## Stated exercise:
Reproduce each of the following rows word for word, with every line in its original order.

## Data for this exercise:

******************************

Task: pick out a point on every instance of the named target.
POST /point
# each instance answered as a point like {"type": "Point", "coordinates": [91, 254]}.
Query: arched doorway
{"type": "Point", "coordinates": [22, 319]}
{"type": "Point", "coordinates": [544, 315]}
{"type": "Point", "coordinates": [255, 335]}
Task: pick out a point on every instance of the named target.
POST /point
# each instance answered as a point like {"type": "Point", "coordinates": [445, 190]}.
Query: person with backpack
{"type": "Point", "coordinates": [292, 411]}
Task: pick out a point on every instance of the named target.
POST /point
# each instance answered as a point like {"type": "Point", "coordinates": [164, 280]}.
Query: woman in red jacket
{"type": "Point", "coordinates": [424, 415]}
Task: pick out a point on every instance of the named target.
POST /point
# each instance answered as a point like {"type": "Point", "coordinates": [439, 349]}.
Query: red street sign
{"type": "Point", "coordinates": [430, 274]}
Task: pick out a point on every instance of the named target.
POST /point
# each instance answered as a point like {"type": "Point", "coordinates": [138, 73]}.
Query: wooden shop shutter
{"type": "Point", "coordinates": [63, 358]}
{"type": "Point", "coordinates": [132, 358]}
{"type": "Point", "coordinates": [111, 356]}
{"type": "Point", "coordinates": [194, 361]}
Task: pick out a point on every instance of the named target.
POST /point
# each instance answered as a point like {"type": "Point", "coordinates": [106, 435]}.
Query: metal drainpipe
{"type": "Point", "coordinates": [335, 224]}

******************************

## The response:
Task: pick out a point on every instance of the named target.
POST /point
# each instance answered as a point like {"type": "Point", "coordinates": [91, 254]}.
Query: arched doorway
{"type": "Point", "coordinates": [22, 319]}
{"type": "Point", "coordinates": [544, 315]}
{"type": "Point", "coordinates": [255, 335]}
Task: pick out a point on every instance of the named target.
POST /point
# each instance answered as a point like {"type": "Point", "coordinates": [445, 190]}.
Query: person with backpack
{"type": "Point", "coordinates": [292, 411]}
Task: pick out a point on every instance of the named target.
POST /point
# each instance answered as a point like {"type": "Point", "coordinates": [164, 280]}.
Query: woman in red jacket
{"type": "Point", "coordinates": [424, 415]}
Task: pick out a point on every instance of the named target.
POST /point
# each instance answered as a point like {"type": "Point", "coordinates": [439, 349]}.
Query: red street sign
{"type": "Point", "coordinates": [430, 274]}
Task: pick out a point on every instance of the named target.
POST /point
# each instance answered as a point like {"type": "Point", "coordinates": [138, 73]}.
Query: wooden shop shutter
{"type": "Point", "coordinates": [63, 358]}
{"type": "Point", "coordinates": [132, 358]}
{"type": "Point", "coordinates": [111, 356]}
{"type": "Point", "coordinates": [194, 361]}
Task: pick out a point on every instance of the named target.
POST /point
# each instance answered as a point like {"type": "Point", "coordinates": [106, 435]}.
Query: metal drainpipe
{"type": "Point", "coordinates": [335, 224]}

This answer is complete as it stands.